■ EXERCISE:
Please copy exactly the lines that begin with the one containing "Where can you see the small white" and end with the last line of the entries.

■ DATA LISTING:
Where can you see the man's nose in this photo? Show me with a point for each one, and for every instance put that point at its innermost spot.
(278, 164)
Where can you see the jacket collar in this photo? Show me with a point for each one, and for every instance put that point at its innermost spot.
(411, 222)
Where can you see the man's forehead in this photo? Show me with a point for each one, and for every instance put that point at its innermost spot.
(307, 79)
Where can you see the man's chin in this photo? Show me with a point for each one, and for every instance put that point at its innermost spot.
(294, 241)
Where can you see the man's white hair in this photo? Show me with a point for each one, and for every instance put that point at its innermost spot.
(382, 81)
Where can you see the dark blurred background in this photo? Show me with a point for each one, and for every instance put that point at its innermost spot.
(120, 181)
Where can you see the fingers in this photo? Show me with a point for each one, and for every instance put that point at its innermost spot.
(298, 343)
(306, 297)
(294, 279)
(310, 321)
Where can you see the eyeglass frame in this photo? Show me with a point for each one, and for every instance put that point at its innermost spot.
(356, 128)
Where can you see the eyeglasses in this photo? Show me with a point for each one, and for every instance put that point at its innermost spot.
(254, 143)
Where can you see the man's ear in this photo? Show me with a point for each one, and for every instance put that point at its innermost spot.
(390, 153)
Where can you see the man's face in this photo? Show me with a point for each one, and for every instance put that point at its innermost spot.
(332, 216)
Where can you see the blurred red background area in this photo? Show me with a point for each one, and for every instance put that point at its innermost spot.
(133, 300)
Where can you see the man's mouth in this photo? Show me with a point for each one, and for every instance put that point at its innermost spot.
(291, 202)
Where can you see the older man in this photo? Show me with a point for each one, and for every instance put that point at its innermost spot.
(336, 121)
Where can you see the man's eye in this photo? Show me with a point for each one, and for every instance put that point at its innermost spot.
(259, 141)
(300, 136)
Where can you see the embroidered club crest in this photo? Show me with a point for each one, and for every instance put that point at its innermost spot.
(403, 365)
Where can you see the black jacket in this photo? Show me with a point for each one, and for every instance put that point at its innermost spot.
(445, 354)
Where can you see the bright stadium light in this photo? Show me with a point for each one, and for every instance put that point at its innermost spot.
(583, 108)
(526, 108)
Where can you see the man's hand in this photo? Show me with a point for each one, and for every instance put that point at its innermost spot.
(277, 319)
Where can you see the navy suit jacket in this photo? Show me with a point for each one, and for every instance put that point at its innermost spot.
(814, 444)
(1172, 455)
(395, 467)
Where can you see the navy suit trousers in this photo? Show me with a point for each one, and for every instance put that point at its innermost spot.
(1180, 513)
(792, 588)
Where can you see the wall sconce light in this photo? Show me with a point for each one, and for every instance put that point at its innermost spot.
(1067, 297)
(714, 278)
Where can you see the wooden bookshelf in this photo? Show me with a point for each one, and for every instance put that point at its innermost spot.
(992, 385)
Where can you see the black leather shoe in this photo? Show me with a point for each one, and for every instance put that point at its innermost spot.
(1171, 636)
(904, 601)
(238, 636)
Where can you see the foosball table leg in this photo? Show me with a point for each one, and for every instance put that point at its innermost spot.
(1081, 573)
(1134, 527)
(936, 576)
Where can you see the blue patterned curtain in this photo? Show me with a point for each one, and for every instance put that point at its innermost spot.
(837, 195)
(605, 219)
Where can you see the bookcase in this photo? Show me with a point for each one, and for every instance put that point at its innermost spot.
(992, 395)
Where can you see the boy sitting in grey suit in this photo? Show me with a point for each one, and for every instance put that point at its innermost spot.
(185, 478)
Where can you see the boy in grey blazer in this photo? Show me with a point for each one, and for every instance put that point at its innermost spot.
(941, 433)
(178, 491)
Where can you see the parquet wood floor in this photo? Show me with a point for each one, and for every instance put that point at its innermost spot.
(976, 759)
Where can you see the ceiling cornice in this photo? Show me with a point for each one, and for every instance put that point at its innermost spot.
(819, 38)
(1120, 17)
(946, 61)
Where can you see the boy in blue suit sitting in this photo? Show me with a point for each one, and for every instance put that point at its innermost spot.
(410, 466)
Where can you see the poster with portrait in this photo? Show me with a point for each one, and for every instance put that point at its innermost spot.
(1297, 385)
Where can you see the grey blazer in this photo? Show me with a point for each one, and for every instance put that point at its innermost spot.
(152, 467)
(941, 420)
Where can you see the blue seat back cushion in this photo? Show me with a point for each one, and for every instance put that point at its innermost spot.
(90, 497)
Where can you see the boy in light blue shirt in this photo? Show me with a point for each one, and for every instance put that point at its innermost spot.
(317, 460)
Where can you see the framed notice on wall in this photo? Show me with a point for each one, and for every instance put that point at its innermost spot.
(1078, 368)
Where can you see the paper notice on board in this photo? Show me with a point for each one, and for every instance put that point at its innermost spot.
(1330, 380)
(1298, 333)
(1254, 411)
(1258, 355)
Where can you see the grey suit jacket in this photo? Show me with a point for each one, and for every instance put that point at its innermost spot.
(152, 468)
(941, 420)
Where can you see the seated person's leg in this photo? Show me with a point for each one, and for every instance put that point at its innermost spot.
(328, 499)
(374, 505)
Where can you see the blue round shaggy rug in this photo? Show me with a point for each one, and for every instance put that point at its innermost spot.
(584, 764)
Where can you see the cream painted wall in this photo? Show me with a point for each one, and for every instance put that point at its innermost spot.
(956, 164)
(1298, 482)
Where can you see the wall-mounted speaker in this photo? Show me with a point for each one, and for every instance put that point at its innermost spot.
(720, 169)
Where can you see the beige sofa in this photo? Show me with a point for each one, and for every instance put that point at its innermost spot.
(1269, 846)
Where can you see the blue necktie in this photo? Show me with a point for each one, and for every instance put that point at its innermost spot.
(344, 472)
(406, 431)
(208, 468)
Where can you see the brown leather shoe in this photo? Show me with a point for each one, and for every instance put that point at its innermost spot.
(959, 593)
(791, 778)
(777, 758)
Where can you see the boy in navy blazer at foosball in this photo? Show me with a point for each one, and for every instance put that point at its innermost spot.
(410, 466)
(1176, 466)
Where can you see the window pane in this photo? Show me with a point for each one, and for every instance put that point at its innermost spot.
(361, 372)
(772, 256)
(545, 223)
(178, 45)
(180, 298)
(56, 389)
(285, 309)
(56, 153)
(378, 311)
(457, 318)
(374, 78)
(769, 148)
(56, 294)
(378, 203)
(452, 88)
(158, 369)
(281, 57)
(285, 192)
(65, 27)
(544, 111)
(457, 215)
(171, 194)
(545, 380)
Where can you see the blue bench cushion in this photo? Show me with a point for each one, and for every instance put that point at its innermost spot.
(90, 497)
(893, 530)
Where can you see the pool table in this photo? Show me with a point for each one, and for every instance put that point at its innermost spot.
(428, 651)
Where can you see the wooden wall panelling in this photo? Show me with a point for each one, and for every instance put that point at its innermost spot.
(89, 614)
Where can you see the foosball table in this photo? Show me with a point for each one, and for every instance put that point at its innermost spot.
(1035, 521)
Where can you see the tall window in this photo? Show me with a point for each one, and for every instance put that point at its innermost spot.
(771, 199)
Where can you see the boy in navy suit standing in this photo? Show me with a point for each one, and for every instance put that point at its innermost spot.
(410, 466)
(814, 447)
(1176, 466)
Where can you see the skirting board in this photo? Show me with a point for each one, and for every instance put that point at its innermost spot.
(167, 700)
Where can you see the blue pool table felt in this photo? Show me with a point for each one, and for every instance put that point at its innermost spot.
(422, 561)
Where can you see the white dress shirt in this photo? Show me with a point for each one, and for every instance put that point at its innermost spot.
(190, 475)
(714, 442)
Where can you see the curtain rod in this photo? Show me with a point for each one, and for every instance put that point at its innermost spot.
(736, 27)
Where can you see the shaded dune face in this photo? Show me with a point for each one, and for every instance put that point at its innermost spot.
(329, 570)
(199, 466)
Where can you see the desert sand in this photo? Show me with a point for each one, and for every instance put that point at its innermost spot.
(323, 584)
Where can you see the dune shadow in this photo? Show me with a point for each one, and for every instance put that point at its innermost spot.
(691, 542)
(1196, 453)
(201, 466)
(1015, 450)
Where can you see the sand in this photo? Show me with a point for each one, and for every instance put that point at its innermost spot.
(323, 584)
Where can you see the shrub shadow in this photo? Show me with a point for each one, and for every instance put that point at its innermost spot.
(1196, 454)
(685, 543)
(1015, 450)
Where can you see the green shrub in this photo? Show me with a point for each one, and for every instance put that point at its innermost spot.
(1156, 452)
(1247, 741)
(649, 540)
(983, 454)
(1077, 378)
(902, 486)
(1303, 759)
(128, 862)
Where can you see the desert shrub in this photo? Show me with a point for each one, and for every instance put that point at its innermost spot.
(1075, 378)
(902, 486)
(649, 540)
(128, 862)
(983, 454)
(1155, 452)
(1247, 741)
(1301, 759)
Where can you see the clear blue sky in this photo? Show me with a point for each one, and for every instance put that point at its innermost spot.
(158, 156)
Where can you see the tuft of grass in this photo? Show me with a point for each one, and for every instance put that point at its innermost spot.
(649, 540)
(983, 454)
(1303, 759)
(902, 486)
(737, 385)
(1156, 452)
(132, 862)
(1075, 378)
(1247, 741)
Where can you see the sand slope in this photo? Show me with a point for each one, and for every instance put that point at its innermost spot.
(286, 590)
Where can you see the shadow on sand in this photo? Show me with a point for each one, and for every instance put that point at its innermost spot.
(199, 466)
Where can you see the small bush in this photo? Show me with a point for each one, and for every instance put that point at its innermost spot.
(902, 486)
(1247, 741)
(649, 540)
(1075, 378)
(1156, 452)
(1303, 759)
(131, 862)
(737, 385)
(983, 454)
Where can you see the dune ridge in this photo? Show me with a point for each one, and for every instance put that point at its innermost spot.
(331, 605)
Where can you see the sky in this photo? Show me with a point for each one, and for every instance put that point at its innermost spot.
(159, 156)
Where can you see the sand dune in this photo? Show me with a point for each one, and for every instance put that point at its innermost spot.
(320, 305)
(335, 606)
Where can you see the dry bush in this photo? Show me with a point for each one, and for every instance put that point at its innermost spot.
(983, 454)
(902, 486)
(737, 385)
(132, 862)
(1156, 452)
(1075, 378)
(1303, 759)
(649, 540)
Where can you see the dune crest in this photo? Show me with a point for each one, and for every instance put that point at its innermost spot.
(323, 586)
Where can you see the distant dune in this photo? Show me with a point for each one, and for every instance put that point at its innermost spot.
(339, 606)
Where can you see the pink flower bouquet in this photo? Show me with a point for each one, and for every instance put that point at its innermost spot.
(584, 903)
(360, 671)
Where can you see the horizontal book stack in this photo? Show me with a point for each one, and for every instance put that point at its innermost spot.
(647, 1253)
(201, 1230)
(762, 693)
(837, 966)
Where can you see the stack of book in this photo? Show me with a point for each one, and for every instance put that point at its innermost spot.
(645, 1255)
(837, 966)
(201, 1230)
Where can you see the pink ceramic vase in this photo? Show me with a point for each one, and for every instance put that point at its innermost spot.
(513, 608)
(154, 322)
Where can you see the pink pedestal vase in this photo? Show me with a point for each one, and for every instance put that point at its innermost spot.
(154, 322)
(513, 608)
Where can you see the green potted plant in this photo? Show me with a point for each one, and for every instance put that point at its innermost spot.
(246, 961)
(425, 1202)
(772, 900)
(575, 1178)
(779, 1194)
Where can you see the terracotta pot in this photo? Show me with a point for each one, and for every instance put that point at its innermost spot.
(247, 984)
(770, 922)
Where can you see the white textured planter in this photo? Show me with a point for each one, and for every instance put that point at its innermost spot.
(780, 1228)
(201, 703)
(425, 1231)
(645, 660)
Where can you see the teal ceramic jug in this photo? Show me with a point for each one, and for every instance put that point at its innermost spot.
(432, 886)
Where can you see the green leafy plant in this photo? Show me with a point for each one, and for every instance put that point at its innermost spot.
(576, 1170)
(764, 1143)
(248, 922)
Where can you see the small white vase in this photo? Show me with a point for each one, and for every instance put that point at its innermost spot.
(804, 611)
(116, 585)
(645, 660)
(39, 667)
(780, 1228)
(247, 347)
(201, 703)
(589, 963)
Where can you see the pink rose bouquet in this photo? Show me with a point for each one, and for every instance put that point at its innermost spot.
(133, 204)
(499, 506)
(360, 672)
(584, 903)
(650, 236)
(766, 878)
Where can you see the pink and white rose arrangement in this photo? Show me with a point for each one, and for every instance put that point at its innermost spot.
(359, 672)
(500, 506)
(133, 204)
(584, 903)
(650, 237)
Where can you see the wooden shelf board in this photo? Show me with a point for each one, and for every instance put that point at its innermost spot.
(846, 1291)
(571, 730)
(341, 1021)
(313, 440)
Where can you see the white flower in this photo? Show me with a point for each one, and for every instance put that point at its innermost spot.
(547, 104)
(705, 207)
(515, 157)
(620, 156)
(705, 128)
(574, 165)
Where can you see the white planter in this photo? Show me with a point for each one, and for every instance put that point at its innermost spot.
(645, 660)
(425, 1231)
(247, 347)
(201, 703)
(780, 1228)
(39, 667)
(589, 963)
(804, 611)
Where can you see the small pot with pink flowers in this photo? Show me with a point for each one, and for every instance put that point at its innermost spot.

■ EXERCISE RESPONSE:
Where can you see the small white vase in this photo? Show me with a point for each one, and for every instance put that point at its innermost spot.
(804, 611)
(116, 585)
(645, 660)
(39, 667)
(780, 1228)
(247, 347)
(201, 703)
(589, 963)
Where can you see the pink rose bouquet in this photo? Show me with a point for each one, and for every instance put that point at its innermost spot.
(133, 204)
(499, 506)
(360, 672)
(584, 903)
(650, 236)
(766, 878)
Where can you see the pink and white rose arrangement in this photo? Show me with a point for each one, and for every instance put that point at its innermost spot.
(359, 672)
(500, 506)
(133, 204)
(584, 903)
(650, 237)
Where can you see the wooden shelf board in this photo? Show me with a point for each one, and for every instance put that point at its innermost spot.
(846, 1291)
(571, 730)
(341, 1021)
(313, 440)
Where can you see the white flower in this photo? Show me with a point for each one, and for every instance put that point at its innermost spot.
(547, 104)
(705, 207)
(515, 157)
(620, 156)
(705, 128)
(574, 165)
Where can you see the white planter in this photo? Show me with a point for each one, and for every instance put that point at its innermost spot.
(645, 660)
(425, 1231)
(247, 347)
(201, 703)
(780, 1228)
(39, 667)
(589, 963)
(804, 611)
Where can you see the small pot with pink flowers in this photo? Show me with a point for each one, and for every instance put that point at its innermost spot.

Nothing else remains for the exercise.